- [DIRECTIONS FOR THIS TASK]: Where in the data below does the word "evenodd" appear? Copy each line that holds it.

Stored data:
>>>>

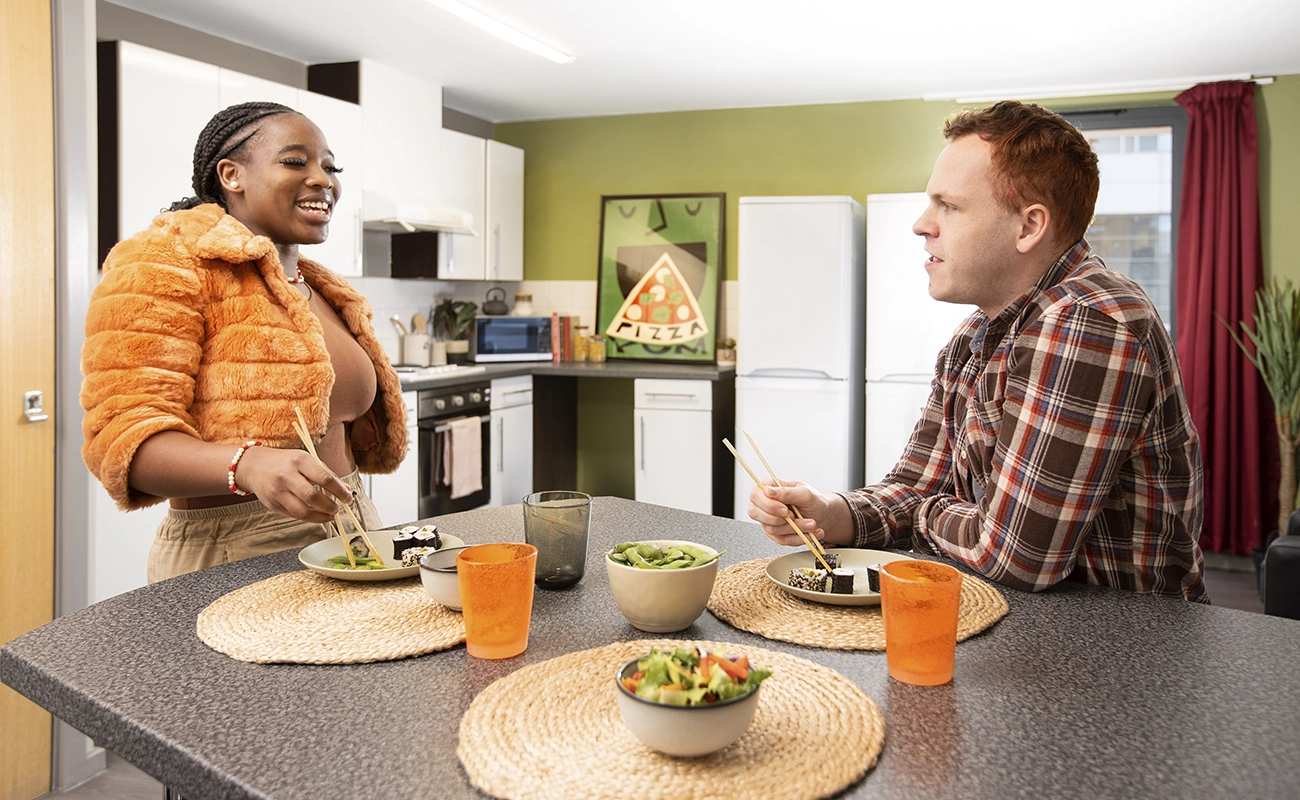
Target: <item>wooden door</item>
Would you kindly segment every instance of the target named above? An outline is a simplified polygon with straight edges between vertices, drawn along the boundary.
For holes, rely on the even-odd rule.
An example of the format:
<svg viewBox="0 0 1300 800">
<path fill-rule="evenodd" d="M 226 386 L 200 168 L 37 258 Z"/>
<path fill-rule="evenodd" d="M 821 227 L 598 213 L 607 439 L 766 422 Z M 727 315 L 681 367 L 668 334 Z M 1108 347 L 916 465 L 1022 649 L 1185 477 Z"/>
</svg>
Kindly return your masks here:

<<<<

- [YOUR SOLUTION]:
<path fill-rule="evenodd" d="M 226 386 L 200 168 L 37 258 Z"/>
<path fill-rule="evenodd" d="M 821 227 L 598 213 L 607 439 L 766 422 Z M 727 315 L 681 367 L 668 334 Z M 1108 347 L 916 465 L 1022 649 L 1185 477 Z"/>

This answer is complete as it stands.